* Passage:

═══

Anyway, according to BW’s website, Dr Paula Dawson’s major art works are:

“…life size holographic images of interiors and people. Her largest installation, To Absent Friends, comprises a bar-room in which all the mirrors and reflective surfaces have been replaced by holograms which reflect the room depth of up to ten meters. Apart from making the world’s largest hologram images from real subjects Dawson has also made synthetic holograms Shadowy Figuresin full colour of scenes which change both in lighting and spatial sense as the viewer moves.”

In this exhibition she’s exhibiting a huge hologram that looks like a bad souvenir from Vatican City. Along with those are bibs and bobs that went into making the pieces and some works made from gold leaf on artist board and are stuck on the wall. What’s extraordinary about Dawson’s work is how interesting the ideas are and how awful the results are. It’s an experiment gone terribly, terribly wrong. The holograms have an ooh-wow factor that’s hard to beat but have very little to sustain them as works of art. The gold leaf works are little more than a mistake. If you’re going to gild the lily, gild the lily, not the wall!

═══

* Dataset content:
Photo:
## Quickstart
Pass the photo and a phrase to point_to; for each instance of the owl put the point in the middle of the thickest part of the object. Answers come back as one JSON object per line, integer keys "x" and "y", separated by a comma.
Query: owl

═══

* Prompt: According to the review, what is the name of Dawson's largest installation? The data has no role in what is asked.

* Result: To Absent Friends